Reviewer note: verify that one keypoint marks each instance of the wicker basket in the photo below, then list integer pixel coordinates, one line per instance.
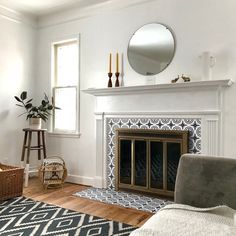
(53, 172)
(11, 181)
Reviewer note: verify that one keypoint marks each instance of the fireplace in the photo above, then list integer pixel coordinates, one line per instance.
(147, 159)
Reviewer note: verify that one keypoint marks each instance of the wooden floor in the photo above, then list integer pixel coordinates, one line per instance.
(63, 197)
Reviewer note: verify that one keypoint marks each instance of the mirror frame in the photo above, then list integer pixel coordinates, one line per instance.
(174, 49)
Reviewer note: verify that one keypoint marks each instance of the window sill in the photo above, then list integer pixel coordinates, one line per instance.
(64, 135)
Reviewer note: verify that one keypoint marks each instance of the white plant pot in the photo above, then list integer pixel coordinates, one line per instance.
(35, 123)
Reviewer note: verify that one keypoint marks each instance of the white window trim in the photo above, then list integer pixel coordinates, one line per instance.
(64, 134)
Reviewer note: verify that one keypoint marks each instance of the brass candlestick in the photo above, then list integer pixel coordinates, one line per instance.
(109, 81)
(117, 84)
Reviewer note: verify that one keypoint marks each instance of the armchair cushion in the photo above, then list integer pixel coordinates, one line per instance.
(206, 181)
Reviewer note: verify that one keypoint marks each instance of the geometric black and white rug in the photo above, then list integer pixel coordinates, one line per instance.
(129, 200)
(25, 217)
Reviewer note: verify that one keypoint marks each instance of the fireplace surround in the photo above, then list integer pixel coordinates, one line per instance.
(194, 106)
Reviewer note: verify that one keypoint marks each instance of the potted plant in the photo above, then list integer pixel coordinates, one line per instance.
(35, 114)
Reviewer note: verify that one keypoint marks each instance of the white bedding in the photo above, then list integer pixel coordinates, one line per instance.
(183, 220)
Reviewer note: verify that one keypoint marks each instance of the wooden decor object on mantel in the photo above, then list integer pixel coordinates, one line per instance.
(109, 81)
(117, 84)
(147, 160)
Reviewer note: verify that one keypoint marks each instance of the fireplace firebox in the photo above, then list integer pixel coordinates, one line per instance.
(147, 159)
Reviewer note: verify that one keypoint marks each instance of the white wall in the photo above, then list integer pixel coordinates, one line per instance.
(17, 42)
(203, 25)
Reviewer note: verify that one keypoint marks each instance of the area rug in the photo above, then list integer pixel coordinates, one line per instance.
(129, 200)
(25, 217)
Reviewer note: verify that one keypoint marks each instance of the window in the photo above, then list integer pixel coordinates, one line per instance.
(65, 81)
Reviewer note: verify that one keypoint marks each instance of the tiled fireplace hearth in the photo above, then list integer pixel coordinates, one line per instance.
(195, 106)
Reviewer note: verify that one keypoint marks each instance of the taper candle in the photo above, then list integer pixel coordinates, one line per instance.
(110, 63)
(117, 62)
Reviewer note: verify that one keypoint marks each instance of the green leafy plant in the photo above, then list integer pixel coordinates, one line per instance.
(41, 111)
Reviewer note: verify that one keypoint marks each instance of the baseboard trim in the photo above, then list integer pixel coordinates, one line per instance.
(84, 180)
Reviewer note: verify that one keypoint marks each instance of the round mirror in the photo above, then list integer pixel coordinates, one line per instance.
(151, 49)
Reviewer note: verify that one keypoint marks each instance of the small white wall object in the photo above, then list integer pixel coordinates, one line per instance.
(208, 62)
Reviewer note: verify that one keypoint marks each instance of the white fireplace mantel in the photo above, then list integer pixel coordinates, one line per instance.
(203, 100)
(158, 87)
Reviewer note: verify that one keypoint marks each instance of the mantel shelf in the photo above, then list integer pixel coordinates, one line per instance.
(157, 87)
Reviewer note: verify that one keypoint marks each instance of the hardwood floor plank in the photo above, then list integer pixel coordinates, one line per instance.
(63, 197)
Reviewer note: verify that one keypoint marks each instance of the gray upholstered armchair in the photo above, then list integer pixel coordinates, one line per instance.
(206, 181)
(205, 200)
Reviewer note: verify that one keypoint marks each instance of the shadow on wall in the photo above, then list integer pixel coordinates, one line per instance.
(3, 115)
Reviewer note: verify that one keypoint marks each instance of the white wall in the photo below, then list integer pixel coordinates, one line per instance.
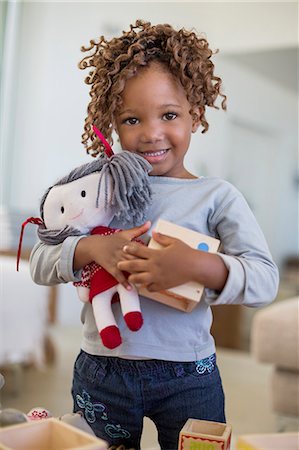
(51, 100)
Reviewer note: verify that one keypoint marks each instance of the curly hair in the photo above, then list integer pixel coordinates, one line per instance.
(186, 55)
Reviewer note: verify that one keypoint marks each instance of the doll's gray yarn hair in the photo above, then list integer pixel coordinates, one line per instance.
(131, 192)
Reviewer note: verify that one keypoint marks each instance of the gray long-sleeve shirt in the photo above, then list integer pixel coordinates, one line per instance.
(207, 205)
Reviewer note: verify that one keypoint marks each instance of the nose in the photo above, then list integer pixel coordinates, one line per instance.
(151, 133)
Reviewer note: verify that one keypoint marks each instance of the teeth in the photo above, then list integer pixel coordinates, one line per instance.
(158, 153)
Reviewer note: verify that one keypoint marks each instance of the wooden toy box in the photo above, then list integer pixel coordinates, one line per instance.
(48, 434)
(184, 297)
(205, 435)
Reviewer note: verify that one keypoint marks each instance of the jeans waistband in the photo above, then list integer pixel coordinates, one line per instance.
(202, 366)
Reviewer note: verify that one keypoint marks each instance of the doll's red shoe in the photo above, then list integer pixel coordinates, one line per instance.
(134, 320)
(111, 337)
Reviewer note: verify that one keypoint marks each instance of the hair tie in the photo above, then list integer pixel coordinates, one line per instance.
(108, 150)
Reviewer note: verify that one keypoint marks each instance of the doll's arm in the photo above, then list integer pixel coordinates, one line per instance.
(83, 286)
(53, 264)
(107, 250)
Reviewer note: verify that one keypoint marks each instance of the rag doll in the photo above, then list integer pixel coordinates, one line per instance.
(84, 202)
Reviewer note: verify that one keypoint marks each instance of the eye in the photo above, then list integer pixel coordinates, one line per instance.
(170, 116)
(131, 121)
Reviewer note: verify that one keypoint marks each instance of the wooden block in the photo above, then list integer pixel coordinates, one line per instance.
(184, 297)
(48, 434)
(205, 435)
(268, 441)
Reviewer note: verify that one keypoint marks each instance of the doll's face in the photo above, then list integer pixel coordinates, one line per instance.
(74, 204)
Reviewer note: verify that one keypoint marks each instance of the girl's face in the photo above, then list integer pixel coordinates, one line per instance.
(154, 121)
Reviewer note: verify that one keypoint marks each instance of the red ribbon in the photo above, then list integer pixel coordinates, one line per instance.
(109, 152)
(34, 220)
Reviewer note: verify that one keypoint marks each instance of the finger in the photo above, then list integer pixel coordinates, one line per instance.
(136, 232)
(163, 239)
(120, 277)
(143, 278)
(137, 250)
(133, 266)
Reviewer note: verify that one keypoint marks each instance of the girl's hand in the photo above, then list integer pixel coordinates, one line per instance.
(107, 251)
(174, 264)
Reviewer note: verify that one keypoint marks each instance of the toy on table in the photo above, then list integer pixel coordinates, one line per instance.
(85, 201)
(186, 296)
(205, 435)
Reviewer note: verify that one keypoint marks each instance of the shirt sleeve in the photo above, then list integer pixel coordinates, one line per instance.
(53, 264)
(253, 276)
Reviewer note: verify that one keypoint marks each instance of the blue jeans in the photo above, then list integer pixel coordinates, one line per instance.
(116, 394)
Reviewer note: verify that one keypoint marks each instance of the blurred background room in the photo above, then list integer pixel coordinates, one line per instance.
(254, 145)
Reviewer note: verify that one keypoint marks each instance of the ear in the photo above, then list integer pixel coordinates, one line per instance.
(196, 113)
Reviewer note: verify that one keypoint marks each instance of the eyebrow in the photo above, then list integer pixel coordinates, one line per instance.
(166, 105)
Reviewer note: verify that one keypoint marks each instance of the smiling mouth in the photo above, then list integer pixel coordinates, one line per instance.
(155, 153)
(78, 215)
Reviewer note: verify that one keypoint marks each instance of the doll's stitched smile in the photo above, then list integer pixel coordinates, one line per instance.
(78, 215)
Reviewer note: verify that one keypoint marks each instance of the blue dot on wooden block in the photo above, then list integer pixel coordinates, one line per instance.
(203, 246)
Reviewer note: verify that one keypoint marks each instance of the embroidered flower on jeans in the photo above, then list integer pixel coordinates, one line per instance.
(205, 365)
(116, 431)
(90, 408)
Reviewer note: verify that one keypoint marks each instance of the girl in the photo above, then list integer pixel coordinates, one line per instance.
(152, 86)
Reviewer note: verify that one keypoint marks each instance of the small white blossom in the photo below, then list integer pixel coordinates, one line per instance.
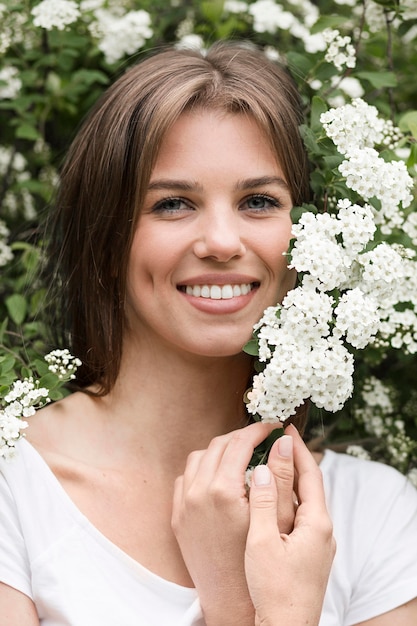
(358, 451)
(357, 318)
(190, 42)
(20, 402)
(340, 51)
(6, 253)
(58, 14)
(10, 76)
(353, 126)
(412, 476)
(120, 35)
(63, 364)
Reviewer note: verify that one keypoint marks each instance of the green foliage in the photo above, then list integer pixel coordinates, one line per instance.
(63, 72)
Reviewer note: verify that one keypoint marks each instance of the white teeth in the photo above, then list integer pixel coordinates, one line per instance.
(218, 292)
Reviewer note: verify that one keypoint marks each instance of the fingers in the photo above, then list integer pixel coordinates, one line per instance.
(262, 505)
(226, 458)
(309, 477)
(281, 464)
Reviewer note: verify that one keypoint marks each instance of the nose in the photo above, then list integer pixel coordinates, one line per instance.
(220, 236)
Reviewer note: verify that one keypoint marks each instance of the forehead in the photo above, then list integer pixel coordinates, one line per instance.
(211, 139)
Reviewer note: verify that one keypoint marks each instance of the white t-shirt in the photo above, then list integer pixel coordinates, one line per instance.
(76, 577)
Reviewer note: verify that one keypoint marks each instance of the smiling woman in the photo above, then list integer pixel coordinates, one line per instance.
(128, 501)
(220, 219)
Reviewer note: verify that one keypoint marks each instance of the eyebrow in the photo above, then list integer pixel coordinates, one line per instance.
(247, 183)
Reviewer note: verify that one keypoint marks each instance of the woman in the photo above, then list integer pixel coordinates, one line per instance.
(128, 506)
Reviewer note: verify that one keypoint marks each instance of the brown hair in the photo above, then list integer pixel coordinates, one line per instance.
(108, 167)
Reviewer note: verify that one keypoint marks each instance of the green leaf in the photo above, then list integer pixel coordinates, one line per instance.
(408, 123)
(3, 327)
(212, 10)
(379, 79)
(16, 307)
(7, 363)
(27, 131)
(300, 65)
(318, 106)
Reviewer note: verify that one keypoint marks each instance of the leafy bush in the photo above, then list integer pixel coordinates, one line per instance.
(59, 55)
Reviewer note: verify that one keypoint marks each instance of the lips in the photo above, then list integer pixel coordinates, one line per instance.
(218, 292)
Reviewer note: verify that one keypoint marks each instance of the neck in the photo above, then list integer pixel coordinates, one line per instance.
(170, 404)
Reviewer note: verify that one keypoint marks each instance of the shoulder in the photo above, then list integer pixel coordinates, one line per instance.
(56, 428)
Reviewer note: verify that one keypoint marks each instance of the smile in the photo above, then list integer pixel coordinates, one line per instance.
(218, 292)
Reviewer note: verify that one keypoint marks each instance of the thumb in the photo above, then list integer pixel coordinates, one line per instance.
(263, 500)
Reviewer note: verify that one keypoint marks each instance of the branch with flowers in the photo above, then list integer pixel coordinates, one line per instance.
(346, 337)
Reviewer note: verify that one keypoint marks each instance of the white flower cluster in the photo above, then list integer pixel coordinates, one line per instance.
(269, 16)
(351, 285)
(58, 14)
(358, 451)
(10, 76)
(120, 34)
(305, 360)
(6, 253)
(63, 364)
(356, 129)
(21, 402)
(340, 51)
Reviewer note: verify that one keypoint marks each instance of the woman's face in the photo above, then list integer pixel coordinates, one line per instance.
(207, 256)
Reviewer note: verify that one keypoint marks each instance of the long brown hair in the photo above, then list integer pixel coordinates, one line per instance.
(108, 167)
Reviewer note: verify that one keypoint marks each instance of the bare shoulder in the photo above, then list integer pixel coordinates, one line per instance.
(54, 429)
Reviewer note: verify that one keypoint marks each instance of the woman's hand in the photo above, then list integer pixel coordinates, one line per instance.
(211, 520)
(287, 574)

= = = =

## TASK REQUIREMENTS
Your task is to return, exactly and on their own, the lines from the one containing "of the leafy" through the last line of the listing.

## PROBLEM SOLUTION
Reviewer note: verify that one keypoint marks each instance of the leafy bush in the photo above, then list integer pixel coordinates, one line per instance.
(59, 55)
Reviewer note: verify that one keypoint marks each instance of the lips in the photo above, then list integer pixel coordinates, one line per instance.
(218, 292)
Reviewer note: verify that one keypoint marks each instance of the neck in the photo above, then list integer pixel coordinates, one line per instance.
(170, 404)
Reviewer note: verify that one keypoint marks each instance of the shoulder in the photo above, then list integer pixel coordinates, one line per instance.
(56, 428)
Reviewer note: verify that one keypoint marks each instance of the smile in the photo above, then list integer pixel coordinates, one line per instance.
(218, 292)
Reviewer note: verify that one keypoint marks each instance of the thumb in the photo above, then list integer pixel coordinates, one line per instance.
(263, 500)
Reviewer note: verify that one keypoint marks each instance of the branch with flowers in the photo above, then list integer pixel coordinates, one line per instance.
(346, 337)
Reviewer note: verify that one keypoint marks each instance of the white flower cluster in the photo above, then list integer pixel coordinates, one line per instance.
(269, 16)
(351, 285)
(58, 14)
(358, 451)
(10, 76)
(120, 34)
(305, 360)
(6, 253)
(63, 364)
(356, 129)
(21, 402)
(340, 51)
Reviewer note: verify that one keypoint marks each instance of the woman's face in the photo above, then list integer pixel coordinates, one line per instance.
(207, 256)
Reviewer note: verify that one keypoint marks each instance of the long brown hair in the photo above, then list integer pixel coordinates, one line per instance.
(108, 167)
Reviewer note: verify that one keypoint marks each instance of the bare shoulder in the photo above, then list integer pixel coordinates, one line per instance.
(54, 429)
Reviewer note: verify that one keypoint marks each instance of the woman's hand in the photo above, then list integer pixel coordinates, one line per instance.
(211, 520)
(287, 574)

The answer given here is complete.